#### [SOURCE DATA]
○ ○ ○ ○
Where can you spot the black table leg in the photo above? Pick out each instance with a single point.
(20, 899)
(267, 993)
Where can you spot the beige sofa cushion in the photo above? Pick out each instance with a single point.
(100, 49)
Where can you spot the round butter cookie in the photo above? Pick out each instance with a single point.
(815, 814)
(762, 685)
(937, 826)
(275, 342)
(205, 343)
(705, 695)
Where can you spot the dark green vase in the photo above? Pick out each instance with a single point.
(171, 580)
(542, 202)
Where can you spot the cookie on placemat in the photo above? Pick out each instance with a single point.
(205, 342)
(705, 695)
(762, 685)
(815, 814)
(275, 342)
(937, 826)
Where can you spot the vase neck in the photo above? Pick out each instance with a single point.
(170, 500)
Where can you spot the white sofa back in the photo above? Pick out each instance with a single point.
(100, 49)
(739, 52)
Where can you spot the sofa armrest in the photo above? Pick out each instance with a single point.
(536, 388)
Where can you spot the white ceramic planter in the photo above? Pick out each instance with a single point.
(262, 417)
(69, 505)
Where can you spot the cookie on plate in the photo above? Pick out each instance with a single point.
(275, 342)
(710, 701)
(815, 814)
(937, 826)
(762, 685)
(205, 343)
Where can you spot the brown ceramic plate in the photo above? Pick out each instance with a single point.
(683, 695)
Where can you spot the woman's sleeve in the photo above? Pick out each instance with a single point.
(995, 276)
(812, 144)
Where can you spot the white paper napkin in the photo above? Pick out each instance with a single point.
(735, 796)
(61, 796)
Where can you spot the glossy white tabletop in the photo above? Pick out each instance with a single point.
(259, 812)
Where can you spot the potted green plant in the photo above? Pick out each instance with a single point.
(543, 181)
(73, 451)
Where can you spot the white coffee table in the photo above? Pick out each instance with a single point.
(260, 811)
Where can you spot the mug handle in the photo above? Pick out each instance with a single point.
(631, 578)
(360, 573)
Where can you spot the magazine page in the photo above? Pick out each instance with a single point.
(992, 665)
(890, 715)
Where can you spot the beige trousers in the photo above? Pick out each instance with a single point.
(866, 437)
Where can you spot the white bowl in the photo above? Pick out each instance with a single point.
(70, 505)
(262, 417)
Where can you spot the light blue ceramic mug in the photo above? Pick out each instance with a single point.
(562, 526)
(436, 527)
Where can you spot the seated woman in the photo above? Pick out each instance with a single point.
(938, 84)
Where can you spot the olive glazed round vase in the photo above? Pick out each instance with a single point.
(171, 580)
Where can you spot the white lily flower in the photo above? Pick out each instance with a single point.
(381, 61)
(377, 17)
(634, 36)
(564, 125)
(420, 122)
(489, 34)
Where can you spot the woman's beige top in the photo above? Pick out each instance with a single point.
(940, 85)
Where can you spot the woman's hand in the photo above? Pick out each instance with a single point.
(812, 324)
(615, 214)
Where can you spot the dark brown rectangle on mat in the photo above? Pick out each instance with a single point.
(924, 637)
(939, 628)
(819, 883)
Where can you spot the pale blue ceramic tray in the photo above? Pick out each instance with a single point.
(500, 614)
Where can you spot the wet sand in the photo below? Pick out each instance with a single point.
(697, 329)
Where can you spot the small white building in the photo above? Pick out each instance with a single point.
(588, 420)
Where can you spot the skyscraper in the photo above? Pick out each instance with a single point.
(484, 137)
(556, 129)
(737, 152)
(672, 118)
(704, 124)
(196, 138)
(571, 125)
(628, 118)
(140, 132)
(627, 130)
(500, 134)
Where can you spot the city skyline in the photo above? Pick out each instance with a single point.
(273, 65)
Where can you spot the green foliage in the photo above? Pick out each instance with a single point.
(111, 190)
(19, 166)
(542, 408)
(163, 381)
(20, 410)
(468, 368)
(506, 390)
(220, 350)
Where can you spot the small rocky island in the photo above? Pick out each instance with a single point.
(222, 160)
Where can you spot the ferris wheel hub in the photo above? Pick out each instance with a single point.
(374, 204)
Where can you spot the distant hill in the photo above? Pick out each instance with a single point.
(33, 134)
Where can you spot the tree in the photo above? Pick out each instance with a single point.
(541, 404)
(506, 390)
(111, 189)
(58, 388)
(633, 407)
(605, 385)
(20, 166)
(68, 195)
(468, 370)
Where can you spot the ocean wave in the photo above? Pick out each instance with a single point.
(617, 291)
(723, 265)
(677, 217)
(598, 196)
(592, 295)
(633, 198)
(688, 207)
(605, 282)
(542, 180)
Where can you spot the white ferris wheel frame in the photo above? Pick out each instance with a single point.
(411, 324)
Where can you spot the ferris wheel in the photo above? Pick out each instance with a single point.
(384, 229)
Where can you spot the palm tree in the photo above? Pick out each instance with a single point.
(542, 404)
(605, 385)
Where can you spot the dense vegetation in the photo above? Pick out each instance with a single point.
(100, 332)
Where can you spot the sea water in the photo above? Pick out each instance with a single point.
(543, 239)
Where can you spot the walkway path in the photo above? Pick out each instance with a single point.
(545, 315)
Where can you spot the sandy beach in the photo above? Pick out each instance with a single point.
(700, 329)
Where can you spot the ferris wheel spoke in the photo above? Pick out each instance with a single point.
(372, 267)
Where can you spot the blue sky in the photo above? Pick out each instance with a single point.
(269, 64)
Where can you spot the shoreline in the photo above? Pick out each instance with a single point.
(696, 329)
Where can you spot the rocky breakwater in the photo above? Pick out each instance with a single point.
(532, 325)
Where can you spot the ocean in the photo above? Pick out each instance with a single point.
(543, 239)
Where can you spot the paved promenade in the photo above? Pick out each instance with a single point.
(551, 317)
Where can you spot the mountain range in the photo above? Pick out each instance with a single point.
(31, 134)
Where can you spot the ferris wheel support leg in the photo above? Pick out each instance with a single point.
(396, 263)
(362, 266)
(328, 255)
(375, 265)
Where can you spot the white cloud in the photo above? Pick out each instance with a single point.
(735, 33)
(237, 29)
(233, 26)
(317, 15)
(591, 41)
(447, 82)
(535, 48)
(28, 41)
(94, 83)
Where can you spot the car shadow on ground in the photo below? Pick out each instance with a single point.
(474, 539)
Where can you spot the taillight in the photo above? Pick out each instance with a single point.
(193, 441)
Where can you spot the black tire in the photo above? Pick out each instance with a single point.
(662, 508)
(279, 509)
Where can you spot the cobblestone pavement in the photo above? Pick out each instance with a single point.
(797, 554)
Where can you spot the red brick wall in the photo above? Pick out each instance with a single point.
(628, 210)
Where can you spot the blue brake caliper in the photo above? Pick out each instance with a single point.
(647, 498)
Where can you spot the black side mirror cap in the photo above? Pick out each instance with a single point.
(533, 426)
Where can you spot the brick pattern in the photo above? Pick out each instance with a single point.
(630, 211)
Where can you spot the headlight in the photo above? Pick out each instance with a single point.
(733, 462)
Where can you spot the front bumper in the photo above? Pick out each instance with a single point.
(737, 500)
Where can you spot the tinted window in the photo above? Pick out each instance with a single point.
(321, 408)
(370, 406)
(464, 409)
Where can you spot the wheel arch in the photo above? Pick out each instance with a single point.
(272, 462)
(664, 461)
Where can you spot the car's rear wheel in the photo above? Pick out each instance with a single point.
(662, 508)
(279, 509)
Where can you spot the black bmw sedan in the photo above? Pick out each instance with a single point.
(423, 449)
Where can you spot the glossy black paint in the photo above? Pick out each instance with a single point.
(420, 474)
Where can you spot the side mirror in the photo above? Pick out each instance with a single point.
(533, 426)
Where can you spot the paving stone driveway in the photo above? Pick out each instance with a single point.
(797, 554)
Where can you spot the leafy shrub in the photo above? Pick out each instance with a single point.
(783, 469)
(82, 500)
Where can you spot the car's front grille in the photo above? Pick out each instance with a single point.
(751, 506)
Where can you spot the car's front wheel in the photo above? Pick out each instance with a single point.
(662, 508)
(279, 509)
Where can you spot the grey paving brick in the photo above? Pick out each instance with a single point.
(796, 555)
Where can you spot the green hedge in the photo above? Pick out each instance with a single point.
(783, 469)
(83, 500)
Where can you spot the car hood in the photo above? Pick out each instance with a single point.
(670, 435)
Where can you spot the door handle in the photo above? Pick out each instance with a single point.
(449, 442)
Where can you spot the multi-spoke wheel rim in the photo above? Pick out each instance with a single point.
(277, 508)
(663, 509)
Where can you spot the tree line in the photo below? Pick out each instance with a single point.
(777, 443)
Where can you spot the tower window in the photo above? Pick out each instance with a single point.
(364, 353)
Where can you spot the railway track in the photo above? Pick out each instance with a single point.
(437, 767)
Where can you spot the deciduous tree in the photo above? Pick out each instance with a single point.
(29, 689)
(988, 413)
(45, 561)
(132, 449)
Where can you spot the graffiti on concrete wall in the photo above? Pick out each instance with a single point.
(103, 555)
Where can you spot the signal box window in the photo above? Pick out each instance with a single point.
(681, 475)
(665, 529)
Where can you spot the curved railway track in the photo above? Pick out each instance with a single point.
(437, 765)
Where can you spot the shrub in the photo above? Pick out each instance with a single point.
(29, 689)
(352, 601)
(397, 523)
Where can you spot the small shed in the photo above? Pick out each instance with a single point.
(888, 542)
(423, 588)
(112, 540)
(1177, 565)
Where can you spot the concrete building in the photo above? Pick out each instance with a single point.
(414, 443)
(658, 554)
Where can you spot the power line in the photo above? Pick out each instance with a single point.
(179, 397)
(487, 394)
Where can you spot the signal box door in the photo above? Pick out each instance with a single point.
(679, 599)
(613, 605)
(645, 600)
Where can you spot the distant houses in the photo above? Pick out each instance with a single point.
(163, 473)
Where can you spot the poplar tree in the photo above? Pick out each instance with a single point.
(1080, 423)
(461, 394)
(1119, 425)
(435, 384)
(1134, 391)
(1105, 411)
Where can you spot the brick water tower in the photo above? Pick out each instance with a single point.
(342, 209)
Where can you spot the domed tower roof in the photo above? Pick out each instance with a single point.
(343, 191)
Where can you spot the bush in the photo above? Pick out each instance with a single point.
○ ○ ○ ○
#### [TASK INSTRUCTIONS]
Reproduce exactly the lines from the one containing "Where can you spot the curved" through the last line of the records above, including both, and nothing else.

#### [SOLUTION]
Where can you spot the curved railway track in the photo above? Pick out each instance with a single point.
(437, 765)
Where can you spot the shrub in the photo above? Pick out each instance with a single point.
(29, 689)
(352, 601)
(397, 523)
Where can you spot the small shed in the photo above? Pick out each instance with a single point.
(888, 542)
(423, 588)
(112, 540)
(1177, 565)
Where can you spot the concrete building in the photo above? Pick out each instance with a single point.
(414, 443)
(658, 554)
Where can you spot the power line in the photo above? Pick out each instance with a single point.
(179, 397)
(487, 394)
Where can you spot the signal box door in the photo above? Pick out each instance with a single point.
(679, 599)
(613, 605)
(645, 600)
Where can you spot the distant houses in the photo above? Pick out each instance with a single point.
(163, 473)
Where can you spot the poplar tree in the photo above? Pick out each instance with a single point.
(1080, 423)
(461, 394)
(1119, 425)
(435, 384)
(1134, 391)
(1105, 411)
Where can you spot the brick water tower in the photo above? Pick out each instance with a single point.
(342, 209)
Where can you spot the domed tower roof in the photo above? Pick out each instance with a single point.
(343, 191)
Where can you spot the bush in the photo above? Pick out each instance with a single point.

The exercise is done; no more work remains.